**Description of the task**
Repeat each line of the material below without change.
BEGIN Listed entries
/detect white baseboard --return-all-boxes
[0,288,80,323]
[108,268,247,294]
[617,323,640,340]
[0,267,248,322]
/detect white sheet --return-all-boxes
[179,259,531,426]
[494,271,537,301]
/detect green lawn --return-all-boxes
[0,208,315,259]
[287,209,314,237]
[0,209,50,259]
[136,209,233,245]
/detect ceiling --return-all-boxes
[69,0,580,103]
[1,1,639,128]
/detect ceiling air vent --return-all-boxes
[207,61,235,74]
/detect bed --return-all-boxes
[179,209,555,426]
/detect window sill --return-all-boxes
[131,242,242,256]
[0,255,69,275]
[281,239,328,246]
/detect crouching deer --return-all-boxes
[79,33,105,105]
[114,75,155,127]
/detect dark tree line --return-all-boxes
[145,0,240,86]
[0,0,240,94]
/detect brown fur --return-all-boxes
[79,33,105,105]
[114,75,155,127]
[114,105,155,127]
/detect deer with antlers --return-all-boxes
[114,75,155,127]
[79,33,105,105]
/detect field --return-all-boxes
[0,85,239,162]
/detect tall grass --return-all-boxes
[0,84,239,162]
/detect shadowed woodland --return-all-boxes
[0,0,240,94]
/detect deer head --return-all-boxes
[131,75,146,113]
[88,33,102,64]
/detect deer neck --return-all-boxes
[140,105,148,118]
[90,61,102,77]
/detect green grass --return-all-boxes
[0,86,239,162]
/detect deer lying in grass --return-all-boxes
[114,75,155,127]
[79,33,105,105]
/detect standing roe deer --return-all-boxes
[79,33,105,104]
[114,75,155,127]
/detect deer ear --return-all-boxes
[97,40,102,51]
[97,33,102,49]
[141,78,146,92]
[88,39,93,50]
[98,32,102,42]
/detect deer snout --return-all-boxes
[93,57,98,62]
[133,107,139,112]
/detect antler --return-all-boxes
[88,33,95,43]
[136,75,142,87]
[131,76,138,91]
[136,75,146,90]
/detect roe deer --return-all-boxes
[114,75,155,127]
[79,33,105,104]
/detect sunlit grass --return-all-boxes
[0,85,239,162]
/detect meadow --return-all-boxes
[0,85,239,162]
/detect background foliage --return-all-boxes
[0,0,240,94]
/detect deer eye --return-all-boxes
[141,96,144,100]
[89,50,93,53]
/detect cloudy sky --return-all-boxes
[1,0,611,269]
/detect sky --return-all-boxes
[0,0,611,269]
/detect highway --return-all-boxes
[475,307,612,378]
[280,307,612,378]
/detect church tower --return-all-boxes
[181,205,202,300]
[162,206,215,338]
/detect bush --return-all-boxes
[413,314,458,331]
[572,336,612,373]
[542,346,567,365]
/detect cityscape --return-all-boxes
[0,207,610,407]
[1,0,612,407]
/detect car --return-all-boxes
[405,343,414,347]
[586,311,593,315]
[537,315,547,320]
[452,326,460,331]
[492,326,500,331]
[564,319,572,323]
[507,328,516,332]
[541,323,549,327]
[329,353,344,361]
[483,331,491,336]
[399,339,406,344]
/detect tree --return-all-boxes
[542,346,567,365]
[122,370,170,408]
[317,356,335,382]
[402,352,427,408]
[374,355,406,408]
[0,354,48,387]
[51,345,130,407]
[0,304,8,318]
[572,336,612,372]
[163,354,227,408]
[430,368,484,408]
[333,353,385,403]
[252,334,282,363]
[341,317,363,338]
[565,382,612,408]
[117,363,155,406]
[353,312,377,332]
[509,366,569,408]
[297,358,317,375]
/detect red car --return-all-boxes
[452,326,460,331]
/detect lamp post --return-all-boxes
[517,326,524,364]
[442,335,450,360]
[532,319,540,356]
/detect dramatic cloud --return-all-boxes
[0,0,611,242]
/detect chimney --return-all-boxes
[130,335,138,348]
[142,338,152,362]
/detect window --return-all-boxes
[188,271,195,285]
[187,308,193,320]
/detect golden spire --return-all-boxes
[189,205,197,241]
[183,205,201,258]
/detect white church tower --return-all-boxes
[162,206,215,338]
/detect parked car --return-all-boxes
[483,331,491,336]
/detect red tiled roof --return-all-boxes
END Listed entries
**Your solution**
/detect white baseboard --return-all-boxes
[0,288,80,323]
[108,268,247,294]
[617,323,640,340]
[0,267,248,322]
/detect white sheet --return-all-boxes
[179,259,531,426]
[494,271,537,301]
/detect green lawn --return-all-boxes
[0,208,315,259]
[287,209,314,237]
[0,209,50,259]
[136,209,233,245]
/detect ceiling --return-all-boxes
[69,0,580,103]
[1,1,639,128]
/detect ceiling air vent --return-all-boxes
[207,61,235,74]
/detect bed --return-all-boxes
[179,209,555,426]
/detect window sill --return-all-boxes
[131,242,242,256]
[0,255,69,275]
[281,239,328,246]
/detect crouching deer --return-all-boxes
[79,33,105,105]
[114,75,155,127]
/detect dark tree line --return-all-boxes
[145,0,240,86]
[0,0,240,94]
/detect brown fur --return-all-boxes
[79,33,105,105]
[114,75,155,127]
[114,105,155,127]
/detect deer with antlers --return-all-boxes
[114,75,155,127]
[79,33,105,105]
/detect field --return-all-boxes
[0,85,239,162]
/detect tall grass --return-all-boxes
[0,84,239,162]
/detect shadowed woodland --return-all-boxes
[0,0,240,94]
/detect deer head --return-all-boxes
[131,75,146,113]
[88,33,102,64]
/detect deer neck --return-all-boxes
[140,105,148,118]
[90,61,102,77]
/detect green grass --return-all-boxes
[0,86,239,162]
/detect deer lying in grass --return-all-boxes
[114,75,155,127]
[79,33,105,105]
/detect standing roe deer --return-all-boxes
[79,33,105,104]
[114,75,155,127]
/detect deer ear --return-all-boxes
[97,40,102,51]
[97,33,102,49]
[141,78,146,92]
[88,39,93,50]
[98,32,102,42]
/detect deer snout --return-all-boxes
[93,57,98,62]
[133,107,139,112]
/detect antler --return-all-boxes
[88,33,95,43]
[136,75,142,87]
[131,76,138,91]
[136,75,146,90]
/detect roe deer --return-all-boxes
[114,75,155,127]
[79,33,105,104]
/detect sunlit grass --return-all-boxes
[0,85,239,162]
/detect meadow --return-all-boxes
[0,85,239,162]
/detect background foliage --return-all-boxes
[0,0,240,94]
/detect deer eye --return-all-boxes
[141,96,144,100]
[89,50,93,53]
/detect cloudy sky --return-all-boxes
[1,0,611,269]
/detect sky --return-all-boxes
[0,0,611,269]
/detect highway --return-all-boxes
[475,307,612,378]
[280,307,612,378]
/detect church tower --return-all-boxes
[181,205,202,300]
[162,206,215,338]
/detect bush --return-all-boxes
[413,314,458,331]
[572,336,612,373]
[542,346,567,365]
/detect cityscape --return-all-boxes
[0,207,610,407]
[1,0,612,407]
/detect car --return-all-boxes
[405,343,414,347]
[586,311,593,315]
[537,315,547,320]
[452,326,460,331]
[492,326,500,331]
[564,319,572,323]
[507,328,516,332]
[541,323,549,327]
[329,353,344,361]
[483,331,491,336]
[399,339,406,344]
/detect tree --return-all-boxes
[542,346,567,365]
[122,370,170,408]
[317,356,335,382]
[402,352,427,408]
[374,355,406,408]
[0,354,48,387]
[51,345,130,407]
[0,304,8,318]
[572,336,612,372]
[163,354,227,408]
[430,368,484,408]
[333,353,385,403]
[252,334,282,363]
[341,317,363,338]
[565,382,612,408]
[117,363,155,406]
[353,312,377,332]
[509,366,569,408]
[297,358,317,375]
/detect red car --return-all-boxes
[452,326,460,331]
/detect lamp post --return-all-boxes
[517,326,524,364]
[442,335,450,360]
[532,319,540,356]
/detect dramatic cloud --return-all-boxes
[0,0,611,242]
/detect chimney --return-all-boxes
[130,335,138,348]
[142,338,152,362]
/detect window --return-all-boxes
[188,271,195,285]
[187,308,193,320]
/detect golden spire --return-all-boxes
[189,205,197,241]
[183,205,201,258]
/detect white church tower --return-all-boxes
[162,206,215,338]
/detect parked car --return-all-boxes
[483,331,491,336]
/detect red tiled roof --return-all-boxes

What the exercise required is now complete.